- Фрагмент -
· · · ·

Пока святитель Иннокентий боролся за ограничение полномочий новых латинских епископов, епископ Игнатий

Головинский уже отправлял в Рим отчет о проделанной работе. Им полностью были определены границы новой епархии и подсчитано количество храмов. Новое учреждение имело в своем составе пятьдесят два прихода с сорока филиальными церквами и часовнями, разбросанными по всей ее обширной территории. Реально функционирующими и имеющими необходимость в собственном существовании считались только немецкие колонистские приходы в Саратовской губернии и на юге Украины. Прочие приходы с трудом можно было считать таковыми за неимением паствы. Даже в самом Херсоне община состояла из ксендза, нескольких иностранцев и незначительного числа армяно-ка-толиков, а церковь настолько мала, что во время визита Головинского, кроме его свиты, в нее никто больше не поместился.

После решения всех вопросов, связанных с организацией Херсонской Римско-католической епархии, необходимо было найти соответствующего кандидата для ее воз-главления. Как и в XX веке, для доказательства того, что епархия открыта для пастырского окормления немцев и более ни для чего другого, единственно допустимым был бы вариант с избранием и назначением их соплеменника. Тогдашний Могилевский архиепископ Казимир Дмохов-ский и его коадьютор Головинский предложили правительству кандидатуру приора Рижской провинции ордена доминиканцев Фердинанда Гелануса Кана. Биография его до вступления в должность отличается скудностью. Известно, что он был немцем по происхождению. Родился в 1789 году в Галиции. В юности вступил в орден доминиканцев и там же получил богословское образование, но в каких учебных заведениях — неизвестно. Прекрасно владел русским и украинским языками. Поэтому руководство ордена отправляет еще молодого священника в Гродно. Однако там он пробыл недолго и был переведен в качестве куратора и

проповедника в Ревель. Но и на новом месте служения орденское руководство не стало его задерживать. Вскоре патер Фердинанд Кан становится преподавателем Закона Божьего в военной школе города Риги. По всей видимости, общение с офицерами оставило неизгладимый след в его душе, что спустя время сказывалось на взаимоотношениях с паствой Тираспольской епархии. Иосиф Кесслер даже был вынужден опровергать ложное мнение, будто бы Кан до епископства служил в армии и вышел в отставку в чине капитана16. Рижский период оказался наиболее длительным, так как за исполнительность и работоспособность Кан был назначен приором местной провинции доминиканского ордена.

· · · ·

- Набор записей -
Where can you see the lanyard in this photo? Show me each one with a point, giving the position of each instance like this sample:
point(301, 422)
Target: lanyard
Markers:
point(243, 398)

· · · ·

- Что нужно сделать -
[1] В каком году родился Фердинанд Кан согласно фрагменту о Херсонской епархии?
[2] Допишите фрагмент о Херсонской епархии дальше с того места, где он заканчивается.
Записи здесь ни при чем.

- Ответы -
[1] В 1789 году.

[2]
Назначение первого Херсонского (в скором будущем Тираспольского) епископа произошло 20 или 24 мая 1850 года с согласия российского императора. Причем Фердинандом Каном была принесена архиерейская присяга, обычная для имперской России, когда главой Церкви признавался правитель государства. Текст почти тот же самый, что и для присяги православных епископов, и потому никак не вяжущийся с католическим учением о власти папы. Впервые католики стали выказывать недовольство по этому поводу только во времена Николая II. Рукоположение состоялось через несколько месяцев после назначения. В хиротонии принимали участие архиепископ Казимир Дмоховский и все тот же Игнатий Головинский. Почти накануне посвящения оказалось, что кандидат в епископы не имеет документов о Крещении. Тогда было решено, во избежание соблазна, совершить над Каном все таинства, начиная с крещения. Все было совершено в течение недели. Интересно, что современные католики замалчивают этот факт, не желая, по всей видимости, давать повод к оценкам подобно той, что в свое время сделал святитель Иннокентий Херсонский, говоря о ненужности должностей суффраганов: «Где потом взять лиц

для трех митр епископских, когда и одного, предназначенного во главу остальных, оказалось нужным прежде окрестить, а потом возвести во епископа»17.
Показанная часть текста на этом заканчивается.